» **Excerpted passage**:
▬▬▬▬▬▬

Backups

Holding to my data

It was April 26th, 1999. I just got back from school and, as always, the first thing I did was to turn on my computer. It started normally, but soon I noticed that something was wrong. Instead of the normal sound of the machine booting up, there was silence.

I tried pushing the power button again. And again. And again.

Nothing.

I checked inside of the computer for signs of obvious problems but everything seemed fine. Nothing burned and all cables at the right places.

With the help of my parents, we took it to the local repair shop. There we got a quick diagnose. The motherboard was bricked and all the data on the disk was lost.

Several years later I decided to upgrade hard disk in my laptop to SSD. It was still a novel thing and there were a lot of opinions about theirs reliability, but one thing was common if something goes wrong with the disk you lose access to all the data.

Because I was determined not to keep all my data safe I decided to keep regular backups. I had my old laptop disk lying around so I used it as a hot spare. Once a week I would clone my SSD disk to it. That way if anything happened I could just swap the disks and continue using my machine.

Once I had regular backups of my laptop, a computer which was crucial to my job, I started thinking about the rest of my data and what would be the best way to protect it.

I first reached for JungleDisk. Back then it was a new solution which offered to store data in Amazon S3. All not critical (but not too big) files went into S3.

Additionally, I got myself another external disk to make incremental backups. For that Time Machine works just fine. I come across small issues when I run out of space on the disk, but recently it has been running without any problems.

Recently I switched from JungleDisk to tarsnap. The main reason being that JungleDisk tends to be CPU heavy while doing backups and I just got tired of my computer being unusable. With tarsnap, it’s not a problem. Plus it has other advantages.

To be exact I use tarsnap with acts which implements grandfather-father-son backup rotation schema. To make it work on OS X I had to modify acts a bit, but because it’s a bash script, it wasn’t that complicated (I should contribute my changes back to the acts project).

The last piece of software I use for backups is git-annex. It’s a versatile piece of software. My main use case is ensuring that my collection of photos is safe. I keep one copy in S3 and another on an external drive. git-annex takes care of ensuring that every file is stored in at least two places.

So far I didn’t have to test full recovery from my online backups. I hope I will never have to. I was able to get back to a lot or corrupted file. Regardless of that, I feel safer about my data.

By the way, the reason for my computer losing all the data, back in 1999 was Chernobyl virus. A lot of people got affected and it was quite a big news. (Knowing a great deal more about computers and reading that Wikipedia article I know that I could have recovered my data. Only if I knew. But then I could have missed such a valuable lesson.)

▬▬▬▬▬▬

» **Brief 1**: According to the backups post, what caused the computer to lose all its data in 1999?
» **Brief 2**: In the backups post, rewrite the stretch from "Additionally, I got" through "without any problems.", swapping "Time Machine" for "rsync".

» **Extracted records**:
▬▬▬▬▬▬

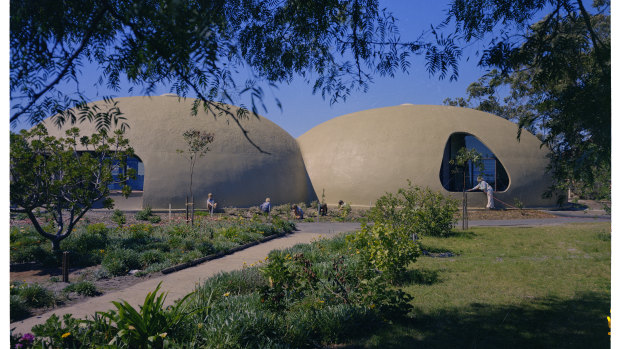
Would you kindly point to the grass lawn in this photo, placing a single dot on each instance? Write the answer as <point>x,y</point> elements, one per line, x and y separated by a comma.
<point>538,287</point>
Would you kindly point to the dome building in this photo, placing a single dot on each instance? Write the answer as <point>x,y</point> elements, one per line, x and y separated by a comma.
<point>235,171</point>
<point>356,157</point>
<point>360,156</point>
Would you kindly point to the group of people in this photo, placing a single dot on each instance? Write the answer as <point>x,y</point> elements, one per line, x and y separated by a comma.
<point>265,207</point>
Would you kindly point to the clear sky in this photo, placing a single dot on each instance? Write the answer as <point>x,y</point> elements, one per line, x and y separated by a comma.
<point>301,110</point>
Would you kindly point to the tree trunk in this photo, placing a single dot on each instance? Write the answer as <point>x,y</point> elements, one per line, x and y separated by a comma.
<point>56,245</point>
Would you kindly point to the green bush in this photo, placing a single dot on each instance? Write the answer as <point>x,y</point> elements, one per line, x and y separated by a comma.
<point>32,253</point>
<point>119,218</point>
<point>144,214</point>
<point>85,245</point>
<point>386,249</point>
<point>97,229</point>
<point>19,309</point>
<point>83,288</point>
<point>154,219</point>
<point>33,295</point>
<point>121,261</point>
<point>151,257</point>
<point>416,210</point>
<point>150,325</point>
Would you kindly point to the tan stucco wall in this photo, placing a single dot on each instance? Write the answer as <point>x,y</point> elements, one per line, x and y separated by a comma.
<point>360,156</point>
<point>234,171</point>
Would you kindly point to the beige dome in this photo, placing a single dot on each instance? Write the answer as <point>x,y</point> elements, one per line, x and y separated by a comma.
<point>234,170</point>
<point>360,156</point>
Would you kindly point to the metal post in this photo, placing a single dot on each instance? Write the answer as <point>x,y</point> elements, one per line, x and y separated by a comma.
<point>465,216</point>
<point>65,266</point>
<point>192,210</point>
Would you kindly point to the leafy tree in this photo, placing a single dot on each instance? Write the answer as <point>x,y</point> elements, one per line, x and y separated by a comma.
<point>465,157</point>
<point>558,71</point>
<point>197,147</point>
<point>199,47</point>
<point>52,174</point>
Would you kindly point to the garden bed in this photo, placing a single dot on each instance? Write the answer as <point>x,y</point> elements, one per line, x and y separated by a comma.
<point>107,258</point>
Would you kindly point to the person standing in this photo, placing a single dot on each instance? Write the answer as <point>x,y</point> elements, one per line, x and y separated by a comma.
<point>486,188</point>
<point>211,204</point>
<point>266,206</point>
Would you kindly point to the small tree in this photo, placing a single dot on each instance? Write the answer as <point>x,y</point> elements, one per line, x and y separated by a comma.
<point>54,175</point>
<point>462,160</point>
<point>197,147</point>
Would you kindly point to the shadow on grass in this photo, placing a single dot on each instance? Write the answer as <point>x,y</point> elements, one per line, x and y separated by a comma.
<point>544,323</point>
<point>420,277</point>
<point>459,234</point>
<point>433,251</point>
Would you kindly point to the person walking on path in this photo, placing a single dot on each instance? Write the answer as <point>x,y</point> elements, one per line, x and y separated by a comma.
<point>265,207</point>
<point>486,188</point>
<point>211,204</point>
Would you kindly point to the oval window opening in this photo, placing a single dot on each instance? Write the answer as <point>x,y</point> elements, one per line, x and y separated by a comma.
<point>454,178</point>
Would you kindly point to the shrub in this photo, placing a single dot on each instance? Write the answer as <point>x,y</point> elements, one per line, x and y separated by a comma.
<point>119,218</point>
<point>34,295</point>
<point>120,261</point>
<point>151,257</point>
<point>86,244</point>
<point>151,324</point>
<point>32,253</point>
<point>416,210</point>
<point>19,309</point>
<point>83,288</point>
<point>97,229</point>
<point>386,249</point>
<point>154,219</point>
<point>144,214</point>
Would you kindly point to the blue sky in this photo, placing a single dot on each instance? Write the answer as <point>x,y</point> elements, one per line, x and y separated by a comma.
<point>301,110</point>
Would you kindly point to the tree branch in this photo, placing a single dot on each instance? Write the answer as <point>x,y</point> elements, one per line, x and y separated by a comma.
<point>68,65</point>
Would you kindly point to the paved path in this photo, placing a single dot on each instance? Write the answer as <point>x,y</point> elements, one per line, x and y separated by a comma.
<point>180,283</point>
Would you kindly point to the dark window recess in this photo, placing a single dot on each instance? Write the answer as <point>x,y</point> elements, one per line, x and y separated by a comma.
<point>135,184</point>
<point>451,176</point>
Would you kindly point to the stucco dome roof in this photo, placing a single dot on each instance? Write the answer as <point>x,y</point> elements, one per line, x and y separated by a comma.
<point>360,156</point>
<point>233,170</point>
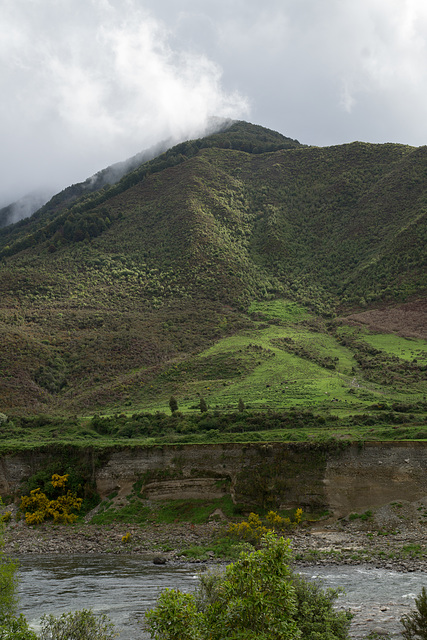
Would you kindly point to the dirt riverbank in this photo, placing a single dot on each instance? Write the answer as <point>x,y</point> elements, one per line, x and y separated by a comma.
<point>401,551</point>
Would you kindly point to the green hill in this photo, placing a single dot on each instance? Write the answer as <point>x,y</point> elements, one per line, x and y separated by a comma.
<point>223,269</point>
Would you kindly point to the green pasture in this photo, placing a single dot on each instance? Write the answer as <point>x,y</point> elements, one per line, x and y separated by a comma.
<point>286,361</point>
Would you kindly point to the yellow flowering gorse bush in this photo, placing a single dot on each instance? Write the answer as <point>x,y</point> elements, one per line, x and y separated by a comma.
<point>38,507</point>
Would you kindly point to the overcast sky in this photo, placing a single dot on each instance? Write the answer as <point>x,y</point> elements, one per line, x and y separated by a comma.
<point>86,83</point>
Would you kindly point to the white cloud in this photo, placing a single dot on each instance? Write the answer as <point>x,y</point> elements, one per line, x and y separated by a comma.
<point>86,83</point>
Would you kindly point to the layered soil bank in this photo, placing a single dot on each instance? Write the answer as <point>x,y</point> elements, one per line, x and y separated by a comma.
<point>340,479</point>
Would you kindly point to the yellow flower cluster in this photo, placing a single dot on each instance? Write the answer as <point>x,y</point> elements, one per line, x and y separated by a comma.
<point>38,507</point>
<point>254,529</point>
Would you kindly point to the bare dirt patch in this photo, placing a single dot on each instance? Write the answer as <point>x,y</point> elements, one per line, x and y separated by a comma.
<point>408,320</point>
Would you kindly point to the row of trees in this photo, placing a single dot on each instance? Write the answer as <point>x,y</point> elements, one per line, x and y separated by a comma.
<point>173,405</point>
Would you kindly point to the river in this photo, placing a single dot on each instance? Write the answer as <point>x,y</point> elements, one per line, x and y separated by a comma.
<point>125,587</point>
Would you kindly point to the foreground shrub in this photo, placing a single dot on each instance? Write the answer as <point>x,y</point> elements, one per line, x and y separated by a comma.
<point>257,598</point>
<point>415,622</point>
<point>15,628</point>
<point>77,625</point>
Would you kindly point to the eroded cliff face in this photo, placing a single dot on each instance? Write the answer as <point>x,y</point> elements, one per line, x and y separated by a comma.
<point>277,475</point>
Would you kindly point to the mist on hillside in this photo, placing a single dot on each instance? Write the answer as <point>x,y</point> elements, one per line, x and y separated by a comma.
<point>73,109</point>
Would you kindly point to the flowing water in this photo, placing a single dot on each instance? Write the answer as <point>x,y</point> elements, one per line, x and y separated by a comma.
<point>125,587</point>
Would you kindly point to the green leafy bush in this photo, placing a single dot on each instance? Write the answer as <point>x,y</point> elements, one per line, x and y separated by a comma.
<point>77,625</point>
<point>15,628</point>
<point>415,623</point>
<point>256,598</point>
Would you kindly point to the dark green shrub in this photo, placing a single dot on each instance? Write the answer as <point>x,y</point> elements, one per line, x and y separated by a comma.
<point>415,623</point>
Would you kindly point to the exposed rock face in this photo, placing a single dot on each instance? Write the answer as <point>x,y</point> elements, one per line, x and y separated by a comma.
<point>376,474</point>
<point>279,475</point>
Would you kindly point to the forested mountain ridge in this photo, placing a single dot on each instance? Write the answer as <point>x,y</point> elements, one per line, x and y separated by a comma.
<point>99,296</point>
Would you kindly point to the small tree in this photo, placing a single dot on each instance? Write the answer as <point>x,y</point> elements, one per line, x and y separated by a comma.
<point>256,598</point>
<point>173,404</point>
<point>415,622</point>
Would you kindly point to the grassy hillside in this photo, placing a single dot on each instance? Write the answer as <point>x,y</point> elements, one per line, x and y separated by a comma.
<point>223,269</point>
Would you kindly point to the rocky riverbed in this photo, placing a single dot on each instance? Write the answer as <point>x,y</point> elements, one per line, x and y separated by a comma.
<point>331,545</point>
<point>337,544</point>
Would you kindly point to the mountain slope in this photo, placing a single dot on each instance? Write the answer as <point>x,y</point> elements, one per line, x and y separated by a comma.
<point>100,298</point>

▬▬▬▬▬▬

» **Written reply 1**: The Chernobyl virus.

» **Written reply 2**:
Additionally, I got myself another external disk to make incremental backups. For that rsync works just fine. I come across small issues when I run out of space on the disk, but recently it has been running without any problems.